(What you are asked to do): Locate each line in the rows below that contains the word "papery", and copy every such line.

Excerpt from a dataset
□ □ □ □ □

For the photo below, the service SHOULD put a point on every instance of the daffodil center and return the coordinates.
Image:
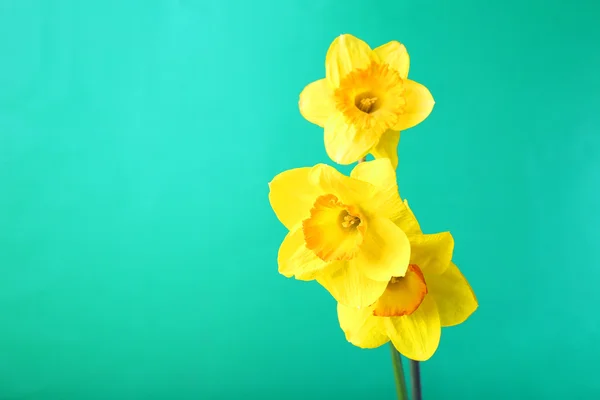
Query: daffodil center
(349, 221)
(403, 295)
(333, 231)
(367, 102)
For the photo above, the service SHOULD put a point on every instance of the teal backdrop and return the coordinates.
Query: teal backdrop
(137, 245)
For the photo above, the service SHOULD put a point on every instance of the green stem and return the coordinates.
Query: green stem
(399, 374)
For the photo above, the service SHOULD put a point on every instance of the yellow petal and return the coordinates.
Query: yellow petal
(387, 147)
(402, 295)
(407, 221)
(292, 194)
(295, 258)
(379, 173)
(416, 336)
(395, 55)
(432, 253)
(334, 230)
(385, 251)
(349, 286)
(316, 102)
(385, 200)
(344, 143)
(453, 295)
(419, 104)
(361, 328)
(346, 53)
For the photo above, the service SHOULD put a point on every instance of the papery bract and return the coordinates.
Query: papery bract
(343, 231)
(413, 308)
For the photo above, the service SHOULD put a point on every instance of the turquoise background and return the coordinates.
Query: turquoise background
(137, 245)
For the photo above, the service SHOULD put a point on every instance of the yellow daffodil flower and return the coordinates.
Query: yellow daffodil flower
(343, 231)
(364, 100)
(413, 309)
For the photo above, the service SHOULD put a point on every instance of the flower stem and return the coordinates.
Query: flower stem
(415, 379)
(399, 374)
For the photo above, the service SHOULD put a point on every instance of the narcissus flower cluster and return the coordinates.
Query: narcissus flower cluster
(354, 235)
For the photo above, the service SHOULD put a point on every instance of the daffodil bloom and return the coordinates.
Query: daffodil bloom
(411, 312)
(343, 231)
(364, 100)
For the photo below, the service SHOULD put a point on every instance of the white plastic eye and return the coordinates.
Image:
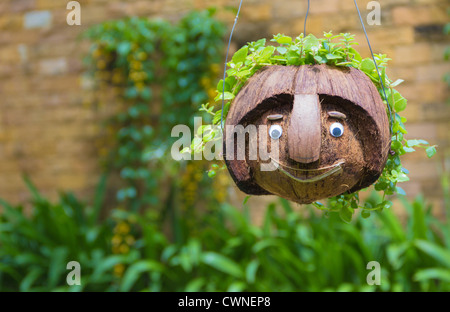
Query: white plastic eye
(337, 129)
(275, 132)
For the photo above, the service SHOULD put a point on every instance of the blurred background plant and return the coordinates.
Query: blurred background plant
(172, 228)
(291, 251)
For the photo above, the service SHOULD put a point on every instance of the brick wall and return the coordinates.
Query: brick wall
(46, 131)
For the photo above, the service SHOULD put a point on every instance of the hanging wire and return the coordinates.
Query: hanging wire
(306, 17)
(376, 66)
(304, 33)
(226, 61)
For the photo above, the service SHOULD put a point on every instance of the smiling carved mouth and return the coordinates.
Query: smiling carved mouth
(333, 169)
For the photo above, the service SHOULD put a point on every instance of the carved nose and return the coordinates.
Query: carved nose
(304, 132)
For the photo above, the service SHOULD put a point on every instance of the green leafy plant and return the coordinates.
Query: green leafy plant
(159, 73)
(35, 248)
(334, 50)
(290, 251)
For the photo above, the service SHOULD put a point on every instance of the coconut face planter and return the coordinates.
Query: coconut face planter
(329, 125)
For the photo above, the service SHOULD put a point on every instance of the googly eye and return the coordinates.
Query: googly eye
(337, 129)
(275, 132)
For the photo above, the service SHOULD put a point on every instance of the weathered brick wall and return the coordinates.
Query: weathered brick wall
(46, 131)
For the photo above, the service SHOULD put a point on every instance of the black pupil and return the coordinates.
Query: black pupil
(337, 131)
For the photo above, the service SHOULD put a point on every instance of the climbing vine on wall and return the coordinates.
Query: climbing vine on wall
(159, 72)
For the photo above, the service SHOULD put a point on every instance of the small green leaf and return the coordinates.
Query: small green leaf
(284, 40)
(240, 55)
(396, 83)
(346, 214)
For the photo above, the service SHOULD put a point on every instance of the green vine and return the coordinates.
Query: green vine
(334, 50)
(159, 73)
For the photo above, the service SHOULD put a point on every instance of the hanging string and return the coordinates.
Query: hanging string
(304, 33)
(376, 67)
(226, 61)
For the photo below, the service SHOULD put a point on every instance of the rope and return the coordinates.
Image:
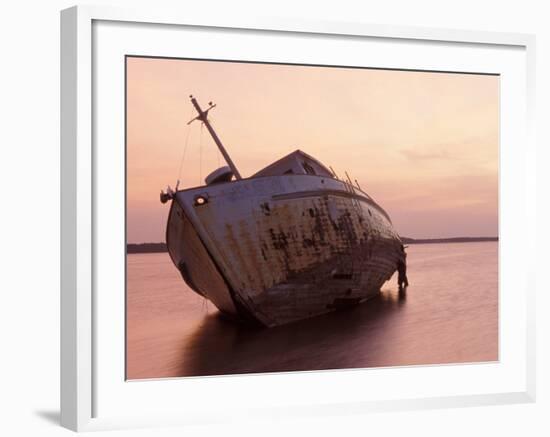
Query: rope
(185, 148)
(200, 155)
(184, 151)
(218, 153)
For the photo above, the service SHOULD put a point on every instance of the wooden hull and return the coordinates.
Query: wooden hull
(281, 248)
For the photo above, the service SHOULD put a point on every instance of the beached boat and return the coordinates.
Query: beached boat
(289, 242)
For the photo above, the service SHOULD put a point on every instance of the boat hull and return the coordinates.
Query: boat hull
(281, 248)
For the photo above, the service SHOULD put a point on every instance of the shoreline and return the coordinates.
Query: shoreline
(135, 248)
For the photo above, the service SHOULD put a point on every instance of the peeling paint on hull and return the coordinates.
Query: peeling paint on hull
(282, 248)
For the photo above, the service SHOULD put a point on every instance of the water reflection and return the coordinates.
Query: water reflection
(219, 346)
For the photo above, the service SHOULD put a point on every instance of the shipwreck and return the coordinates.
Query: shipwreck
(290, 242)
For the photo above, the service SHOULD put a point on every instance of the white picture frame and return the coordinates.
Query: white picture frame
(81, 339)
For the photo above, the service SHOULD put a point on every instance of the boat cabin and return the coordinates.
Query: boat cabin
(297, 162)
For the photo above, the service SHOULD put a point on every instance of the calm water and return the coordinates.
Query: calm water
(448, 315)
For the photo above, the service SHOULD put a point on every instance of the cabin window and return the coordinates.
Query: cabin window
(308, 168)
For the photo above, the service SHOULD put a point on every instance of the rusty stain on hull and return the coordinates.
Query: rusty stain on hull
(290, 246)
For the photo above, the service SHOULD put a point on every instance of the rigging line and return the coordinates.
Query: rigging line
(218, 154)
(185, 147)
(200, 155)
(184, 151)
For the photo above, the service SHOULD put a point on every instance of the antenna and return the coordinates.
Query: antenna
(203, 116)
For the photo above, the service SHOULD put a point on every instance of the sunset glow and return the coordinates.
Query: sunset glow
(423, 145)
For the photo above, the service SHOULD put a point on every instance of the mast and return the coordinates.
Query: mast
(203, 116)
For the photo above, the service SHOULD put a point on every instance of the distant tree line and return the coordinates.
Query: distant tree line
(161, 247)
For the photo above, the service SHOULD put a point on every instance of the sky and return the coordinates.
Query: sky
(424, 145)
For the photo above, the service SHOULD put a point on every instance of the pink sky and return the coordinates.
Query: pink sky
(424, 145)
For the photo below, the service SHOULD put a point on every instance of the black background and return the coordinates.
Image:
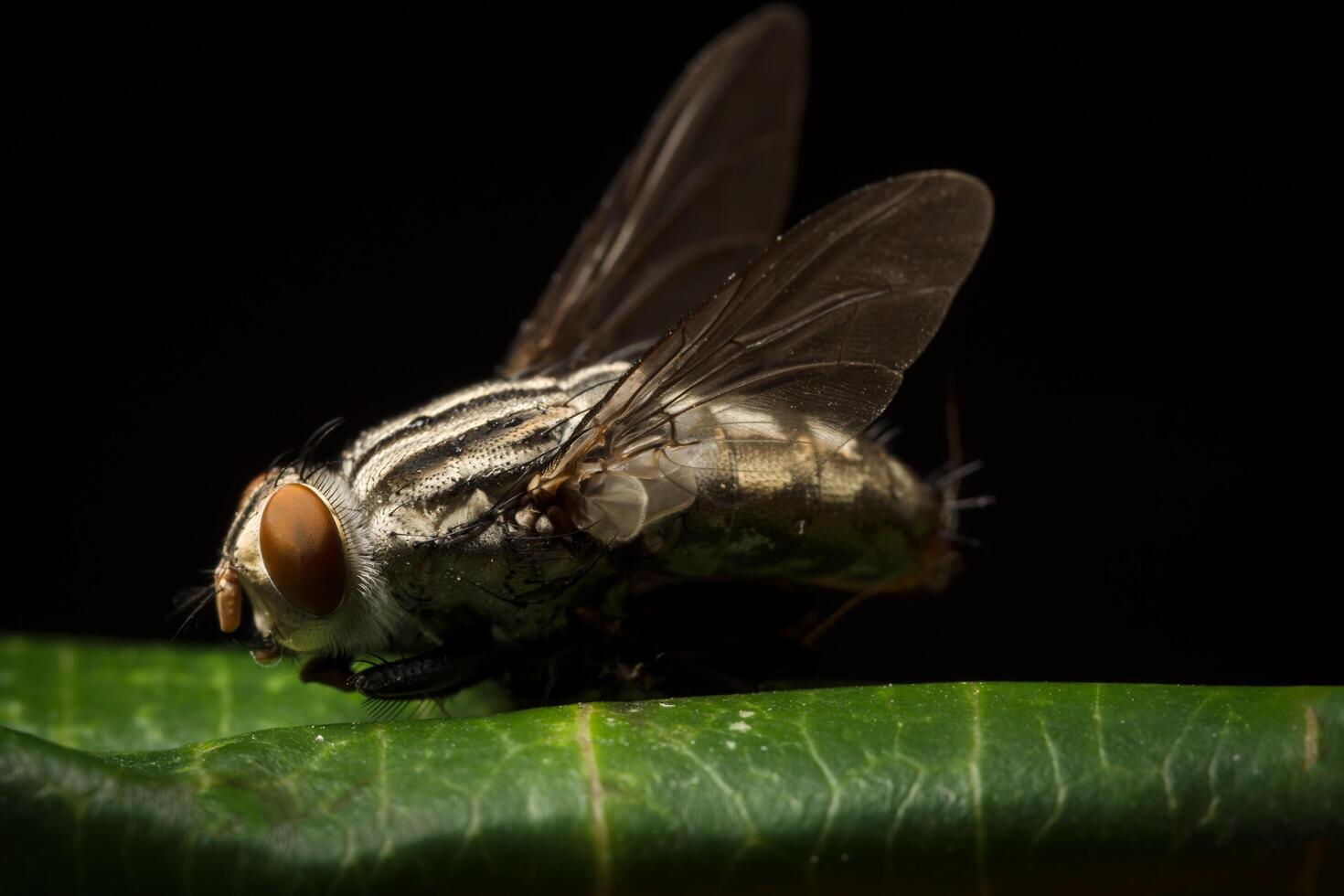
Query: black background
(243, 225)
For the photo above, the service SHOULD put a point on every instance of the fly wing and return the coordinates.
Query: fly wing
(703, 194)
(808, 346)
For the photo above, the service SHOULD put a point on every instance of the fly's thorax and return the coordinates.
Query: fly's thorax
(437, 488)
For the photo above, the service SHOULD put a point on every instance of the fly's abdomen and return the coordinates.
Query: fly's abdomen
(858, 520)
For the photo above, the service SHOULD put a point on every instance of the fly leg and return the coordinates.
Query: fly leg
(434, 673)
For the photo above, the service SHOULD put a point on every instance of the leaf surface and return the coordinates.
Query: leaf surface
(988, 787)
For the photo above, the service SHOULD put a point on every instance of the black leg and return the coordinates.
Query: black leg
(434, 673)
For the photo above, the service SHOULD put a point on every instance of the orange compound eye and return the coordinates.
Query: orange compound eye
(303, 549)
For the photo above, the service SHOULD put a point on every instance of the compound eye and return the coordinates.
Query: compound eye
(303, 549)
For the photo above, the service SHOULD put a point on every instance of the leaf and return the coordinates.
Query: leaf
(105, 695)
(949, 787)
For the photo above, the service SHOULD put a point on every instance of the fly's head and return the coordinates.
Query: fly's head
(299, 559)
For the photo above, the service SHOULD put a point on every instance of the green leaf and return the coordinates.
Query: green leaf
(955, 787)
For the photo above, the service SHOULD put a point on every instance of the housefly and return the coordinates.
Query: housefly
(688, 400)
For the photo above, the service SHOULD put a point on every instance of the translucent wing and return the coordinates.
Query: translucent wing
(808, 346)
(703, 194)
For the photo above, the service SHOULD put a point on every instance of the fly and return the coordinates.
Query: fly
(688, 400)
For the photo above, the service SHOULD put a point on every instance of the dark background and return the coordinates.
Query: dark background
(238, 226)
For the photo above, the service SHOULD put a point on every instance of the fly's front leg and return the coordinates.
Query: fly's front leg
(434, 673)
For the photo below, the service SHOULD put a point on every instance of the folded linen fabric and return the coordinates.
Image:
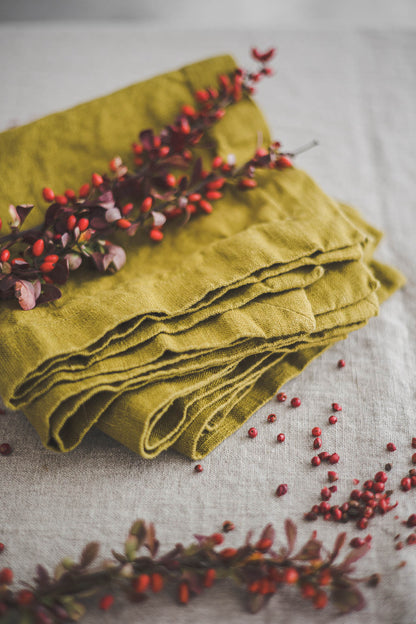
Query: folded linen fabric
(194, 334)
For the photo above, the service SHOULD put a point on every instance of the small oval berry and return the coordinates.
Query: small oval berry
(48, 194)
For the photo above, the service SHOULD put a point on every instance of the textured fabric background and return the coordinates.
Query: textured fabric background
(355, 92)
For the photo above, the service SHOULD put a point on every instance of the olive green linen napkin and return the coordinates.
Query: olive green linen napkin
(194, 334)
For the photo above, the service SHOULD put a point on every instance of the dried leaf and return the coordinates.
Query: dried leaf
(25, 293)
(89, 554)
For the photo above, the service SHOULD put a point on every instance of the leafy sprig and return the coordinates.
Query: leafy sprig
(260, 570)
(167, 183)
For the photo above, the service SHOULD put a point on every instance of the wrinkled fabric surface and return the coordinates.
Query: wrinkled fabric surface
(195, 334)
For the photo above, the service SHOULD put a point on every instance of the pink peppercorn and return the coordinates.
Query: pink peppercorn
(282, 489)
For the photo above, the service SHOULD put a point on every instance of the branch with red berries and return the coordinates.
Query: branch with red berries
(168, 182)
(256, 567)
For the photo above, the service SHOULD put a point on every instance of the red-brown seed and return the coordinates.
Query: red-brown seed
(282, 489)
(332, 476)
(156, 582)
(48, 194)
(6, 576)
(5, 449)
(106, 602)
(96, 179)
(405, 484)
(155, 234)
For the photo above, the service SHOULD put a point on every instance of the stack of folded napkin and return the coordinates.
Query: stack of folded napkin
(195, 333)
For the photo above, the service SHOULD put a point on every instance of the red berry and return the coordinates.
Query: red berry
(106, 602)
(209, 577)
(217, 538)
(183, 592)
(123, 224)
(406, 484)
(83, 224)
(96, 179)
(411, 521)
(146, 204)
(141, 583)
(205, 206)
(5, 449)
(156, 235)
(48, 194)
(156, 582)
(84, 191)
(290, 576)
(71, 222)
(6, 576)
(282, 489)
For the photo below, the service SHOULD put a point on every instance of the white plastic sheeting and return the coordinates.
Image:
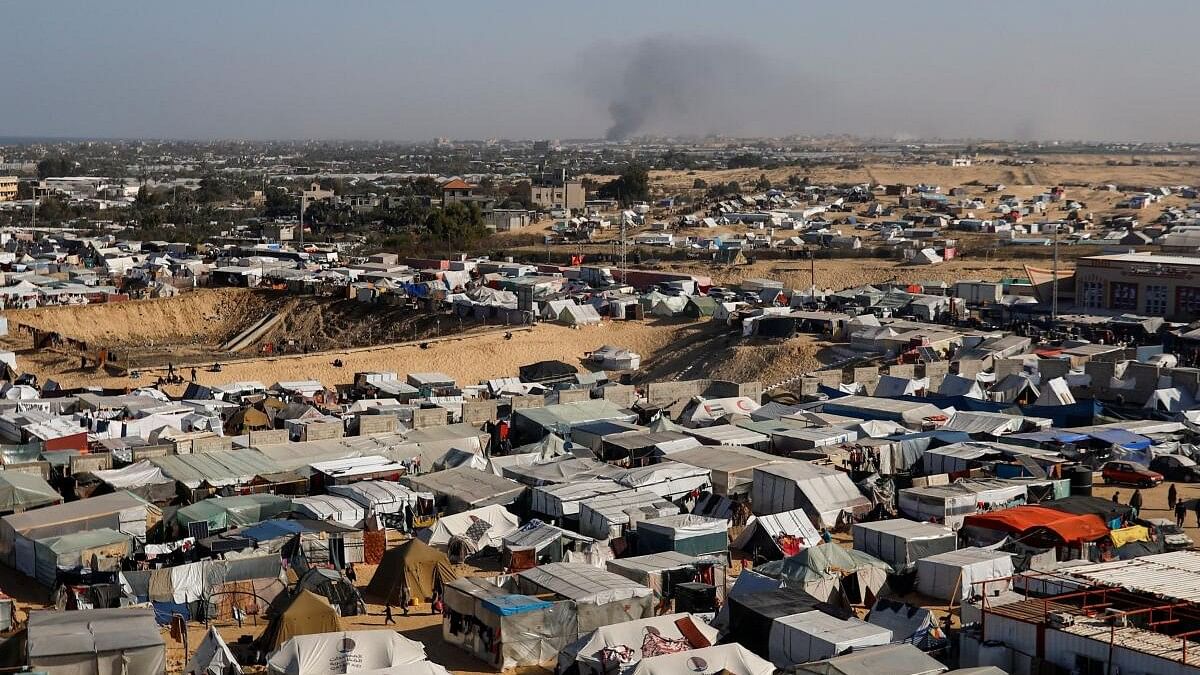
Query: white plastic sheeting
(352, 651)
(501, 521)
(953, 575)
(213, 657)
(811, 635)
(733, 659)
(625, 641)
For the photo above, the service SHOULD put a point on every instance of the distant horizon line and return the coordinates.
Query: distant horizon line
(30, 139)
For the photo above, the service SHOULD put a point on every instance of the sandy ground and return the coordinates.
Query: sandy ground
(468, 359)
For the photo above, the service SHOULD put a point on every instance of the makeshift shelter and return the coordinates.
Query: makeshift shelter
(413, 571)
(352, 651)
(538, 543)
(751, 614)
(76, 550)
(463, 488)
(775, 536)
(832, 574)
(909, 623)
(813, 635)
(382, 497)
(142, 478)
(471, 531)
(334, 508)
(724, 659)
(599, 597)
(221, 513)
(504, 628)
(625, 644)
(893, 659)
(213, 657)
(952, 575)
(610, 515)
(1023, 521)
(828, 496)
(685, 532)
(901, 543)
(664, 572)
(306, 614)
(335, 587)
(23, 491)
(94, 641)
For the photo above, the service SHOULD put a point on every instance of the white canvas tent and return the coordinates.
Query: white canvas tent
(499, 523)
(622, 643)
(811, 635)
(732, 659)
(213, 657)
(352, 651)
(342, 511)
(901, 543)
(952, 575)
(771, 537)
(827, 495)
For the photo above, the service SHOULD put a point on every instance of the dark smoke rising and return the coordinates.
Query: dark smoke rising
(667, 84)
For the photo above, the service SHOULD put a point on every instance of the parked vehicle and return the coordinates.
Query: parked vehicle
(1128, 473)
(1176, 467)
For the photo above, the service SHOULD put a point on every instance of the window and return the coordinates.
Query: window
(1156, 300)
(1093, 294)
(1125, 296)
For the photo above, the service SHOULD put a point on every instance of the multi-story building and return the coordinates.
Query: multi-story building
(1167, 286)
(7, 187)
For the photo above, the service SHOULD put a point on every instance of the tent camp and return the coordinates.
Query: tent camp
(412, 569)
(305, 614)
(813, 635)
(349, 651)
(731, 659)
(775, 536)
(684, 532)
(901, 543)
(622, 643)
(213, 657)
(96, 641)
(828, 496)
(822, 571)
(893, 659)
(953, 575)
(23, 491)
(475, 530)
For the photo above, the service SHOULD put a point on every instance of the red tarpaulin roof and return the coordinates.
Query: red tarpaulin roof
(1019, 520)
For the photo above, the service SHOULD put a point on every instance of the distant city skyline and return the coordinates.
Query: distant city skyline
(395, 71)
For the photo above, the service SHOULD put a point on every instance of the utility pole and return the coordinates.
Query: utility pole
(1054, 290)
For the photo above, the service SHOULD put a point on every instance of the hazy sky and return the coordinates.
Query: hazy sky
(405, 70)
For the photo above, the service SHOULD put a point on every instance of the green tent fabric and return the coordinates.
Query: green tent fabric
(413, 565)
(823, 571)
(222, 513)
(23, 491)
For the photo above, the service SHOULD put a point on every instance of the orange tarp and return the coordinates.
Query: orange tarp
(1019, 520)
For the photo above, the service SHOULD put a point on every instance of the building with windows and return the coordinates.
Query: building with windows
(1145, 284)
(7, 187)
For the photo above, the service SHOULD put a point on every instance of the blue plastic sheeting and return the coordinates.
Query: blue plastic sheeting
(508, 605)
(163, 611)
(270, 530)
(1121, 437)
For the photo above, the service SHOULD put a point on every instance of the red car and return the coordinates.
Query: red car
(1128, 473)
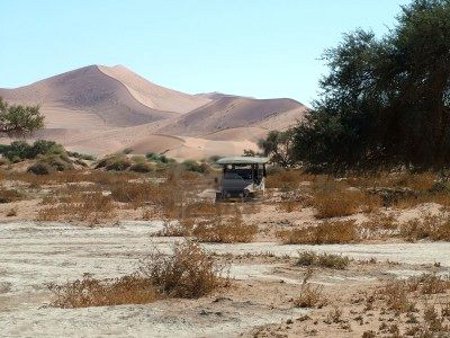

□ □ □ □ □

(Solved exercise):
For the photo above, the service SHOULD put a point on every instance of the papery bract and return the coordinates.
Query: papery bract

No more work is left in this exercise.